**Work order**
Once you find the line with "pin the motorcycle rear" in the entries below, return exactly every line from it through the line with "pin the rear".

**The input**
■ ■ ■ ■
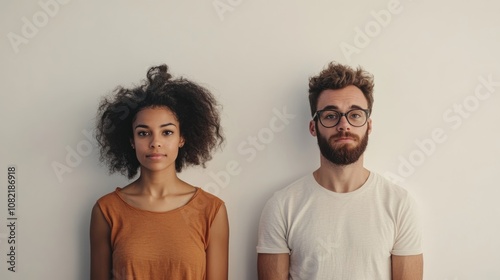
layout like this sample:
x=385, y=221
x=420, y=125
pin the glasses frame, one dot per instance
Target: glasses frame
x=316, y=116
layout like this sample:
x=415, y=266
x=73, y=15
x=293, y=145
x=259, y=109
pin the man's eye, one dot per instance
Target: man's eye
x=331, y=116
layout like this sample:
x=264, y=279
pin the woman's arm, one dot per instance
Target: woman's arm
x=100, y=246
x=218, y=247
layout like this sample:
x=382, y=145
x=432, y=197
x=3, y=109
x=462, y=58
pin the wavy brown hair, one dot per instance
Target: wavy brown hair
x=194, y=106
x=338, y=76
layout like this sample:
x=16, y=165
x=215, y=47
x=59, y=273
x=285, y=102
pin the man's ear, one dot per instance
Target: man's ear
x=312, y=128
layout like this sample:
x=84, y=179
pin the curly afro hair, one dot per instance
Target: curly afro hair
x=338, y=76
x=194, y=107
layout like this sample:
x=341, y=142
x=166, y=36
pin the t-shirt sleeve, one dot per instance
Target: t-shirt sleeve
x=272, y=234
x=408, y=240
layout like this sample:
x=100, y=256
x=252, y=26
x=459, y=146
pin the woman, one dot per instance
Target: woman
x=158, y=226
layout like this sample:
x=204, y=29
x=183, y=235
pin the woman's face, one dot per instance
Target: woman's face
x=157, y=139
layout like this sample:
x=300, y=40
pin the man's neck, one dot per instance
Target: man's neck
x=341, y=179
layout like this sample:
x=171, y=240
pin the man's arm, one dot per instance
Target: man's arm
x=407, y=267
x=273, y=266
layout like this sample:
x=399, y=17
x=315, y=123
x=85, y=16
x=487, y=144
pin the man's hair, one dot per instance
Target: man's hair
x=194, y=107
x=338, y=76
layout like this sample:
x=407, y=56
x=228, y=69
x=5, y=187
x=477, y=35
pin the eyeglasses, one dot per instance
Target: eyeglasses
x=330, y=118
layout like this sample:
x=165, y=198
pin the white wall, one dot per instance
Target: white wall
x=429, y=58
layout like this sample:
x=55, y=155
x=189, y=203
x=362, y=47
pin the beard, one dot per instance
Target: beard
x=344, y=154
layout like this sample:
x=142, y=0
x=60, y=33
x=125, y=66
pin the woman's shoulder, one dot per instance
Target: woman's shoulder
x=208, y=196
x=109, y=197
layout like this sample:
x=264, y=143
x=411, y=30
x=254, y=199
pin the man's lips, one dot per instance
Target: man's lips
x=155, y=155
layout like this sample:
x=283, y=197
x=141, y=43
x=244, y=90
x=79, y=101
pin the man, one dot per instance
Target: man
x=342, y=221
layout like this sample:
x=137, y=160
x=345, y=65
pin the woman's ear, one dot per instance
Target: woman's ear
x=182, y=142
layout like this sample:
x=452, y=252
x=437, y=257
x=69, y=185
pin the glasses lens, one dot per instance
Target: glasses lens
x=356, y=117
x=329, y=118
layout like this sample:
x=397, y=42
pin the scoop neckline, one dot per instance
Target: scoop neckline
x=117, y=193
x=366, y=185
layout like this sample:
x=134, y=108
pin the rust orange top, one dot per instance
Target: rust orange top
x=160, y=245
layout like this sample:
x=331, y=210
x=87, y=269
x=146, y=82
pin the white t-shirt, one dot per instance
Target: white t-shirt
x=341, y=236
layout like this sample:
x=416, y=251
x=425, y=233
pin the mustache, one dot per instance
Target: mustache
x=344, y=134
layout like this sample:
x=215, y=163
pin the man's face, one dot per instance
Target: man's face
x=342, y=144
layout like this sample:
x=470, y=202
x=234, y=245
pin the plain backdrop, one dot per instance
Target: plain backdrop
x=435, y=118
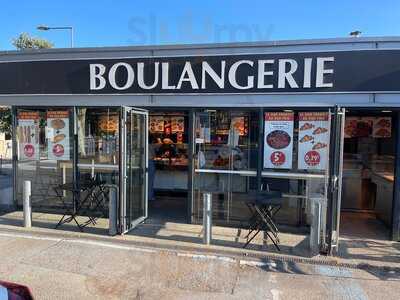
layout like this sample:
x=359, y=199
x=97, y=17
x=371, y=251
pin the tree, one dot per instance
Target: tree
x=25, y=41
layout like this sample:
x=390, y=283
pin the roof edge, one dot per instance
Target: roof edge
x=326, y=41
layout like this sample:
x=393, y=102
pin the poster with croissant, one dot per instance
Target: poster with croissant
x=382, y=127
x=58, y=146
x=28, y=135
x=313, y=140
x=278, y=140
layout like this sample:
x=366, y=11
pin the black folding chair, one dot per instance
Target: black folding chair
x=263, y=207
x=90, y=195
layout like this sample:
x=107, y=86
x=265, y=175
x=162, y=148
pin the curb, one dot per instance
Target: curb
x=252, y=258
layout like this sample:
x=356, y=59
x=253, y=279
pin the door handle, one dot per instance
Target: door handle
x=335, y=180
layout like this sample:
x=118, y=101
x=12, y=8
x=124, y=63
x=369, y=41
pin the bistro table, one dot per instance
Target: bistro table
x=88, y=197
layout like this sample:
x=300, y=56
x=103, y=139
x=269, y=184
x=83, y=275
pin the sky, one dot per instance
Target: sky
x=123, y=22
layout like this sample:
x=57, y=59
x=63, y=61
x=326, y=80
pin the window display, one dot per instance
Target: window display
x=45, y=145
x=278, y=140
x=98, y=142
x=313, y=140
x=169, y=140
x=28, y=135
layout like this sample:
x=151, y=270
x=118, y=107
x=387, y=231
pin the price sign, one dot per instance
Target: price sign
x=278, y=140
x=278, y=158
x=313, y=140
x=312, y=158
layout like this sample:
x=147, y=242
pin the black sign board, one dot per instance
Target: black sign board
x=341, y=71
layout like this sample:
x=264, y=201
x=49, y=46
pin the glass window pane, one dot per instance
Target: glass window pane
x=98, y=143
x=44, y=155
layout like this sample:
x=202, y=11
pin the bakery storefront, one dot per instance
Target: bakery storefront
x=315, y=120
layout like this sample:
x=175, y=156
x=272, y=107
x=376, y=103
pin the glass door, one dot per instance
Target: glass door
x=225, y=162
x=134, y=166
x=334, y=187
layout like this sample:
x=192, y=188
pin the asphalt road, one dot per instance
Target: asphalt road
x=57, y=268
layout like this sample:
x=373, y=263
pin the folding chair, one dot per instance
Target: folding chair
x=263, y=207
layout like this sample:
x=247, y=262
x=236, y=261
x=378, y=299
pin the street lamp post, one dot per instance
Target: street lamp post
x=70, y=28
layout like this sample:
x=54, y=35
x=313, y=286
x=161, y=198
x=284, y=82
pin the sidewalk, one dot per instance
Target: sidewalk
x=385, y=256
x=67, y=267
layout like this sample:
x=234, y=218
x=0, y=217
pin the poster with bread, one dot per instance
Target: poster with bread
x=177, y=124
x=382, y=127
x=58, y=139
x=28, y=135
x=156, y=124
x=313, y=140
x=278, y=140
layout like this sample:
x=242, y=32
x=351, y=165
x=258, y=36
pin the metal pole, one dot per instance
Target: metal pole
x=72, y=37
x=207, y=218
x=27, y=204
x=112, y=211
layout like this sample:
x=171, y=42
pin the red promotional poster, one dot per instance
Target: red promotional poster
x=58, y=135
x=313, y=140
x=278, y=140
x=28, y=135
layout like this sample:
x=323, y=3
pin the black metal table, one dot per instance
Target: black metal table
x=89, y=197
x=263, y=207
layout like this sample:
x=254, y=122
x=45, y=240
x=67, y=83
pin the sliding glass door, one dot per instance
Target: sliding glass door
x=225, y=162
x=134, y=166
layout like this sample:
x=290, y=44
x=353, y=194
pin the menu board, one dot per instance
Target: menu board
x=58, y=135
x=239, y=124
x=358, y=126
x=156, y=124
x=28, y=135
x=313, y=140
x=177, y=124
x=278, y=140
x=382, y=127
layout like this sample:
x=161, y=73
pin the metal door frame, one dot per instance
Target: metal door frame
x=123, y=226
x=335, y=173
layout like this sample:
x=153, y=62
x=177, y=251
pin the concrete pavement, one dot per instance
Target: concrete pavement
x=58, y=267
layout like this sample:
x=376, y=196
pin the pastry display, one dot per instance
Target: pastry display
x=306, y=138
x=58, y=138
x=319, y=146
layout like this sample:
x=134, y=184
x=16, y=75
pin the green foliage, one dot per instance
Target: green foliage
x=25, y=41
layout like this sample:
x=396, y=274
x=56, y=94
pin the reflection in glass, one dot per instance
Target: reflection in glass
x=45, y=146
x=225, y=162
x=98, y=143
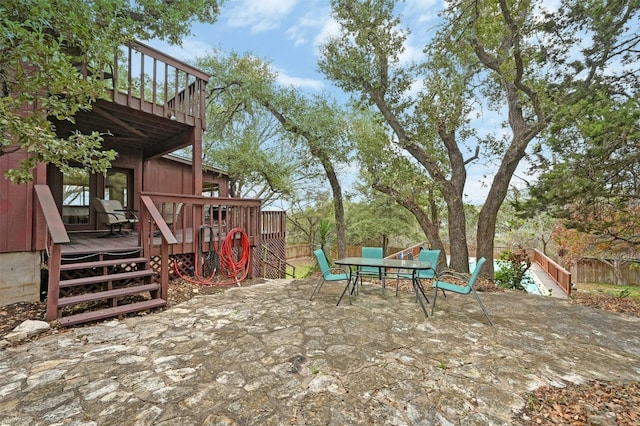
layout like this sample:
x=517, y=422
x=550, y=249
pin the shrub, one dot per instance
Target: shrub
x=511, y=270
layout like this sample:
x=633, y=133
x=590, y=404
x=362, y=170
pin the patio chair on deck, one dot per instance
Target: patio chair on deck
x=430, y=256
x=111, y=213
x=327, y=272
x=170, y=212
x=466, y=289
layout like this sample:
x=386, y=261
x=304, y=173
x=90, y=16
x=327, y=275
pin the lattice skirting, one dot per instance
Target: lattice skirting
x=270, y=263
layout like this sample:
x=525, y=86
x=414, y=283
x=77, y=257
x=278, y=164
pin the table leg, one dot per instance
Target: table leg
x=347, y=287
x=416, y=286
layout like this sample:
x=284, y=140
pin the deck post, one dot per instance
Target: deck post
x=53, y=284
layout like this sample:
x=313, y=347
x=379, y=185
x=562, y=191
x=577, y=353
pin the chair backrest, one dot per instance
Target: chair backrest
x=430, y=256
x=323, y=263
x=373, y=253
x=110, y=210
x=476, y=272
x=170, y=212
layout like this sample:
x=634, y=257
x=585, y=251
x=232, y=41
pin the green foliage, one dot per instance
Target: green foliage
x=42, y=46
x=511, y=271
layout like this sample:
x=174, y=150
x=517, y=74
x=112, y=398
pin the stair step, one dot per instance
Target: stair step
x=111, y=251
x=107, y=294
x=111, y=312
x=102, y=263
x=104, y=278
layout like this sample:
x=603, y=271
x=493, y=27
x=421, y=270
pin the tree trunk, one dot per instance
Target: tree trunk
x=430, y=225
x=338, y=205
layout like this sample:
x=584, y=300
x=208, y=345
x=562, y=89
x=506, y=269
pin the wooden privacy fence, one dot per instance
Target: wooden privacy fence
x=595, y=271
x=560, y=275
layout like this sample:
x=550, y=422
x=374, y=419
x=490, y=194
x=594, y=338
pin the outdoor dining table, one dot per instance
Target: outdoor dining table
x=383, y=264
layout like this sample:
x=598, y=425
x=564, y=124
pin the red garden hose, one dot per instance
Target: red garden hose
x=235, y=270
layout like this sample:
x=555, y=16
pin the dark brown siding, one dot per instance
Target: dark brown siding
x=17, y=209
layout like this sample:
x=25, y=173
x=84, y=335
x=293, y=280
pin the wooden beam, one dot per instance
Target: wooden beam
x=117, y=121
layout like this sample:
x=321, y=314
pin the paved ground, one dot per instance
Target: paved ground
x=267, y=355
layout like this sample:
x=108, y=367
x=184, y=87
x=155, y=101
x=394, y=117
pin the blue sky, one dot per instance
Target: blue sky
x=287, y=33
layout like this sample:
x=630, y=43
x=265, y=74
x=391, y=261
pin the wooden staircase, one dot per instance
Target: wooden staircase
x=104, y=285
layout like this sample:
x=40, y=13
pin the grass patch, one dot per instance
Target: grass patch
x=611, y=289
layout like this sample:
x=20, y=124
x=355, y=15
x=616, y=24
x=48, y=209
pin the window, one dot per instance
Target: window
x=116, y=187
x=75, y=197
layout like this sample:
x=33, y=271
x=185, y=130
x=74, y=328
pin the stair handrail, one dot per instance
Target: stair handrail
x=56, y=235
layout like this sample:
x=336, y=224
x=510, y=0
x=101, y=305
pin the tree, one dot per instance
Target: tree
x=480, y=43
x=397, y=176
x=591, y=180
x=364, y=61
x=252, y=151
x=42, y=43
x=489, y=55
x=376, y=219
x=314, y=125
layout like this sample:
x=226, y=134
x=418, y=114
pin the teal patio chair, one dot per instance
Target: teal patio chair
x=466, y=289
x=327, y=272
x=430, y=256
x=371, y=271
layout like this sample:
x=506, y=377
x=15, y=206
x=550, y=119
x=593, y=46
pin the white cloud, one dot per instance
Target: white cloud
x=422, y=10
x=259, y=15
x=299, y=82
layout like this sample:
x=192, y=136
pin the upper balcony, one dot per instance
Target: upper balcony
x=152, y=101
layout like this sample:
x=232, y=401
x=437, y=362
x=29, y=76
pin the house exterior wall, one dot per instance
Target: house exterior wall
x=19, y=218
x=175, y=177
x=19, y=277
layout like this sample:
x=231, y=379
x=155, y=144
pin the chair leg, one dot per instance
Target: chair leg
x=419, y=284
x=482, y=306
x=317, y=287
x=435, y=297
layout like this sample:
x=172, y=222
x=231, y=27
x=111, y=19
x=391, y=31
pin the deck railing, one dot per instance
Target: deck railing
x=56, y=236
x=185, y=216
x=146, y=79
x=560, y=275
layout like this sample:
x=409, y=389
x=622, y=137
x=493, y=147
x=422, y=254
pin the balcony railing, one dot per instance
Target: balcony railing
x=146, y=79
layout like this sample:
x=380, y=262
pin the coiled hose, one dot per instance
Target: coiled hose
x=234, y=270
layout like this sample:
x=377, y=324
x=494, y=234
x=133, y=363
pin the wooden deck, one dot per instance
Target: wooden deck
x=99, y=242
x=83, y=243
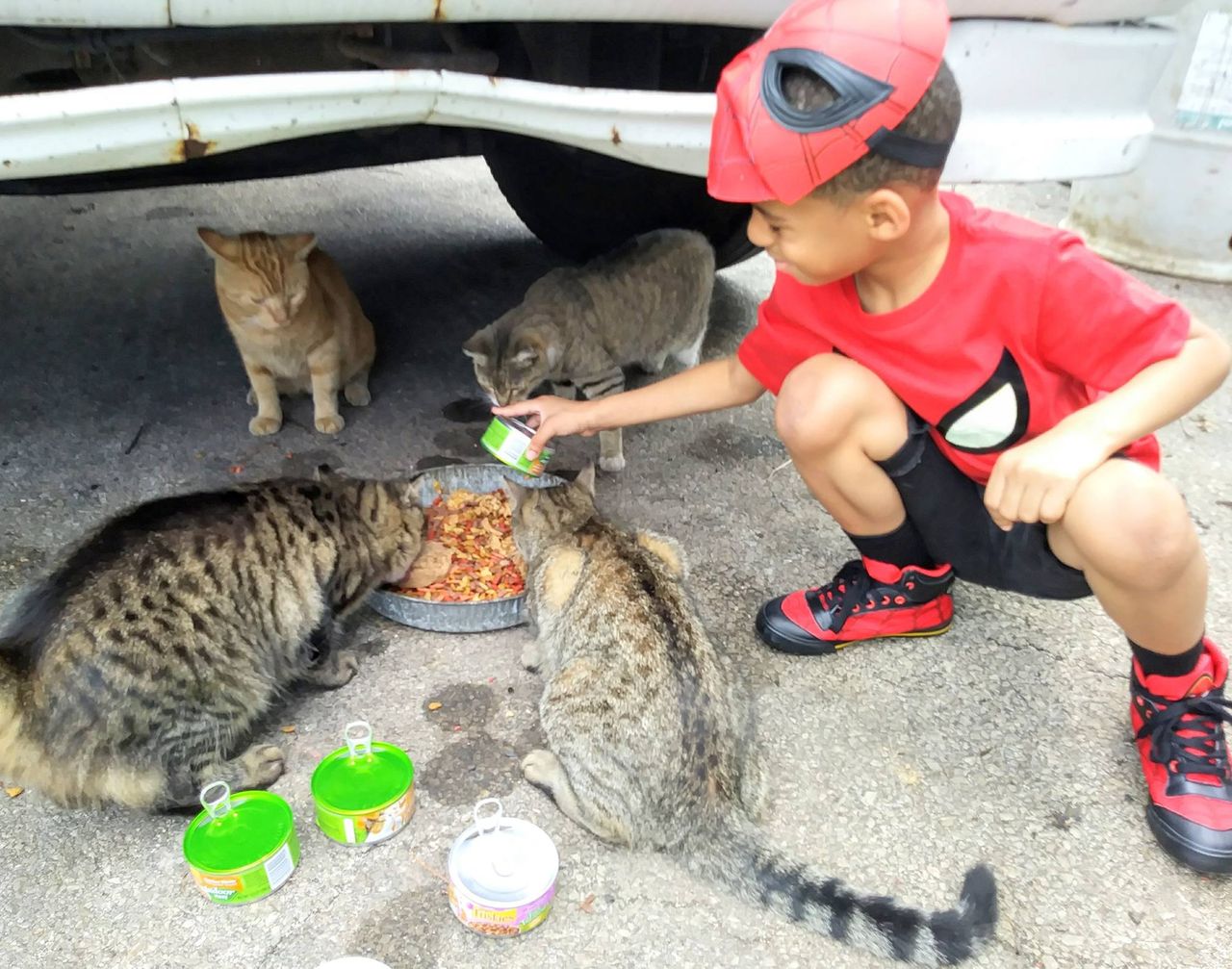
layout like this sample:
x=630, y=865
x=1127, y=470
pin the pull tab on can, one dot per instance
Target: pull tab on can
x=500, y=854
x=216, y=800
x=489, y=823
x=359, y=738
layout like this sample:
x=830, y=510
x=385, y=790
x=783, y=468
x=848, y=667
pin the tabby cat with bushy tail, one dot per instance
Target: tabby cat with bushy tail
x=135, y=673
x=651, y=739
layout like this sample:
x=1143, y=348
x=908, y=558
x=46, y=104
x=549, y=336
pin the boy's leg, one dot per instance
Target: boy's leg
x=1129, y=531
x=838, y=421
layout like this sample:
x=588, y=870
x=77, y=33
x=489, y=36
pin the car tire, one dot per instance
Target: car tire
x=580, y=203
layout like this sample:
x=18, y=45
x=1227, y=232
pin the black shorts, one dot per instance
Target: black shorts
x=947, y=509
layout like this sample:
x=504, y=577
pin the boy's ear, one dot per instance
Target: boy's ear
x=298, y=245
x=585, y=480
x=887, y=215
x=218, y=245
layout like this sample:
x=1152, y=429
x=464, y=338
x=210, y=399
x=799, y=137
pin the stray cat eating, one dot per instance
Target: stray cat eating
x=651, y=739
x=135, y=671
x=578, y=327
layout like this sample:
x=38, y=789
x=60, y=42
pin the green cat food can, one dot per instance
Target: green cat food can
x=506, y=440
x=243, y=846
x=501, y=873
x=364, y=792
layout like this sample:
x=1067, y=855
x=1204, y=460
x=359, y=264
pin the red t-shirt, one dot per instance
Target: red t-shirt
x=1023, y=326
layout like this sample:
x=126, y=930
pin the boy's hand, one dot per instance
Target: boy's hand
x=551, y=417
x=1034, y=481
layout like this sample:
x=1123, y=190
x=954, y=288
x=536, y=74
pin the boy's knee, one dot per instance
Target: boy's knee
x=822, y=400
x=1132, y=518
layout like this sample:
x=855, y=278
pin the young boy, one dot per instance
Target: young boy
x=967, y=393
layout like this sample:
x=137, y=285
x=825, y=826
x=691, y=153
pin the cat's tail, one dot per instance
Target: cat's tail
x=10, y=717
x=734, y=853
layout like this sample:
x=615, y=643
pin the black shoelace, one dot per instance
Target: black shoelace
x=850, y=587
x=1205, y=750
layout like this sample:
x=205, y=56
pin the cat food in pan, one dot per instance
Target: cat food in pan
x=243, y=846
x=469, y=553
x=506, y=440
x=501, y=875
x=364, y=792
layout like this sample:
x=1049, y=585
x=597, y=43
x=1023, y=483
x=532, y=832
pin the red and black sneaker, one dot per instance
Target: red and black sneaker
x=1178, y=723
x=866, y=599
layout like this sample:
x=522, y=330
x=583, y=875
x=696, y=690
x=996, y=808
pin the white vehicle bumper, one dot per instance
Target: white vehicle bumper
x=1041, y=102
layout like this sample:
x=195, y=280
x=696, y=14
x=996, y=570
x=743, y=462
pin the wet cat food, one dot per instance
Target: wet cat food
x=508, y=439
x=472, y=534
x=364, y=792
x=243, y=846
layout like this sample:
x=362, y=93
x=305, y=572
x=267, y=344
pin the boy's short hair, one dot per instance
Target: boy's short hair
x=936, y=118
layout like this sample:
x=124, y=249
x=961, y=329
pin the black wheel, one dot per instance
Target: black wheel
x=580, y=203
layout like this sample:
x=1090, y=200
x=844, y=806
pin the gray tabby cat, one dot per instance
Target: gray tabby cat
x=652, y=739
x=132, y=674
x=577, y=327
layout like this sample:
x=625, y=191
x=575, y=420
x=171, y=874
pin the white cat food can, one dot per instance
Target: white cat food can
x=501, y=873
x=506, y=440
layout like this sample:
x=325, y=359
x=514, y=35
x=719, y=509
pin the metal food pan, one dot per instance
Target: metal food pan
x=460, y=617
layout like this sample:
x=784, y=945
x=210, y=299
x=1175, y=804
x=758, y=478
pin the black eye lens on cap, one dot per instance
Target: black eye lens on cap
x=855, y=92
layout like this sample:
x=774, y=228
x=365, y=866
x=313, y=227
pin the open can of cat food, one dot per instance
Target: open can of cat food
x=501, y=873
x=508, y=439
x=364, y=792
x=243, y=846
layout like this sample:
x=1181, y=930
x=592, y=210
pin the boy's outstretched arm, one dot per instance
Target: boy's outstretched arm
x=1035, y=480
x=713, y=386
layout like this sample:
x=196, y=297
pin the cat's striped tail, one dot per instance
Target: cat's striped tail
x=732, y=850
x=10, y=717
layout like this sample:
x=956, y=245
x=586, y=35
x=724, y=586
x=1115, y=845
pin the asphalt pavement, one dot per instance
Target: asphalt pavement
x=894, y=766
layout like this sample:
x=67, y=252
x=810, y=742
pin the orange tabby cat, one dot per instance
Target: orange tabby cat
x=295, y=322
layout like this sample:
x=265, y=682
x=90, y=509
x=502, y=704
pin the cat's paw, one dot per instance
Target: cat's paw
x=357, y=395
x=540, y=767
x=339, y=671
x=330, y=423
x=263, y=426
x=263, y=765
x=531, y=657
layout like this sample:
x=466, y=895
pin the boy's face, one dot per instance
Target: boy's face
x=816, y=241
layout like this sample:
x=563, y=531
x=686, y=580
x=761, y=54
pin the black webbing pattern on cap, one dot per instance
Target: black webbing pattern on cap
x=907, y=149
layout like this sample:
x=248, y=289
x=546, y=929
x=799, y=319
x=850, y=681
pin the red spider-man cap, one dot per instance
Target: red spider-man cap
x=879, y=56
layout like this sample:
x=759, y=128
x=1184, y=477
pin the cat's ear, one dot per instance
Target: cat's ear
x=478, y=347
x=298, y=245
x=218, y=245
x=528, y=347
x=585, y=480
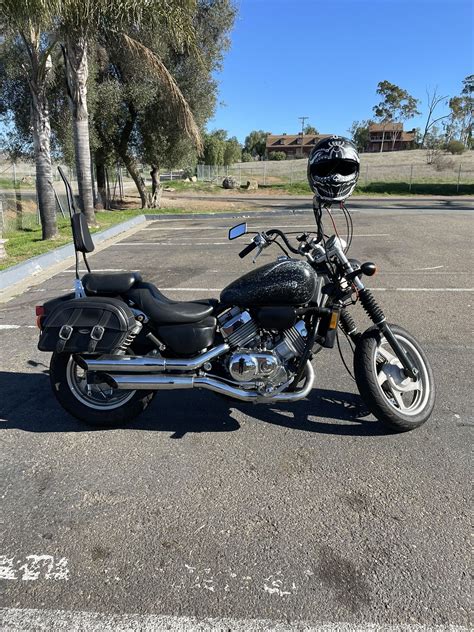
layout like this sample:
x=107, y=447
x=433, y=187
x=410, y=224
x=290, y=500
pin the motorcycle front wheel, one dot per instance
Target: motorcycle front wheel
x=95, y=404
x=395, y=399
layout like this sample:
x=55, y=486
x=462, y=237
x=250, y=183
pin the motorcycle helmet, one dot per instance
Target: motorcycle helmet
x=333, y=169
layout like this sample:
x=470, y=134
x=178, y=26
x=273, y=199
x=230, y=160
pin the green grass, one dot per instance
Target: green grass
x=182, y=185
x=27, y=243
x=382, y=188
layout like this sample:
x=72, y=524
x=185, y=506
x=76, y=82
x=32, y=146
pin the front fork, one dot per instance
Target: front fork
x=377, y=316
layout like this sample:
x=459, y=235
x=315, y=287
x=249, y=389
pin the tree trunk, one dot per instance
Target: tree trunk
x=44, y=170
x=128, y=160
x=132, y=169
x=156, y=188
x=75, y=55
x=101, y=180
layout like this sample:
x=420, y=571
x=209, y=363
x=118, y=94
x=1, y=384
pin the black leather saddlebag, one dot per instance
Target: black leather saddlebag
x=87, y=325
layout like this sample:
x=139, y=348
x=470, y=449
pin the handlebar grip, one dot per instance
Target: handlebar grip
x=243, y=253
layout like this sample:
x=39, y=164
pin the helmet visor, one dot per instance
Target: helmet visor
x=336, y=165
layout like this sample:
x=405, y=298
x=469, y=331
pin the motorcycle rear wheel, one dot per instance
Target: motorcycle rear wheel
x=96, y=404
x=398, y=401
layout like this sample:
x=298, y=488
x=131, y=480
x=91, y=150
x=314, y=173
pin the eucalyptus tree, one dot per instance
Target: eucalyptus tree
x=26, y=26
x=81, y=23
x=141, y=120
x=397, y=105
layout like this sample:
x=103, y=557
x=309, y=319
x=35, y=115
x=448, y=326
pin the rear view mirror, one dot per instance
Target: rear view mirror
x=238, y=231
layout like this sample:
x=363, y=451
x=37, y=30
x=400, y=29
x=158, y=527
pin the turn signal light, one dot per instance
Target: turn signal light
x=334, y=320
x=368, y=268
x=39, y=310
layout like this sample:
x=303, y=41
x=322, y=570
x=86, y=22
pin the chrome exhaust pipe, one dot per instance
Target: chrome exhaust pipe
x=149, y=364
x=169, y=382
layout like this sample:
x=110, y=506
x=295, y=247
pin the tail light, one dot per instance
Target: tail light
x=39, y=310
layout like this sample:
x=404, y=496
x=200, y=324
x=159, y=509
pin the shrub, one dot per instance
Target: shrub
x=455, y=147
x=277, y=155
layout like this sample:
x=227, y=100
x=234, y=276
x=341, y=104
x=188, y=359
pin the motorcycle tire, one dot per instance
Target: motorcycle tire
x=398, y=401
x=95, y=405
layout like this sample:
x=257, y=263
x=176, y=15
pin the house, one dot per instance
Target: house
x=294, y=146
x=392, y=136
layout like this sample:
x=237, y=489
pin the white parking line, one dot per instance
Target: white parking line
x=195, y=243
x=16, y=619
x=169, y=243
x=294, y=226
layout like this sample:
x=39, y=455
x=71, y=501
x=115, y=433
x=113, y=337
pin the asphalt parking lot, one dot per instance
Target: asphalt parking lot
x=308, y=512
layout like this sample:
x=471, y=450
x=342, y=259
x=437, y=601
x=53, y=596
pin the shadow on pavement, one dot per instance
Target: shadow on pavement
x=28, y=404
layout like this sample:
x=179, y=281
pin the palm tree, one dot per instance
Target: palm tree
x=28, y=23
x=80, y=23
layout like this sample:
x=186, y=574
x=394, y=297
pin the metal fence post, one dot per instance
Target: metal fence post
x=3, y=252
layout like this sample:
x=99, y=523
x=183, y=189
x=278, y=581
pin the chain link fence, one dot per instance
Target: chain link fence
■ ■ ■ ■
**Answer to this problem**
pin the motorcycle rear wheel, one dot per instance
Target: motorcycle rear wheel
x=96, y=404
x=398, y=401
layout like this sample:
x=298, y=488
x=131, y=480
x=91, y=150
x=314, y=173
pin the eucalyptus tree, one dot per instance
Target: eucalyptus tree
x=26, y=26
x=81, y=23
x=141, y=120
x=397, y=105
layout like this sample:
x=103, y=557
x=309, y=319
x=35, y=115
x=448, y=326
pin the rear view mirror, one dot per instance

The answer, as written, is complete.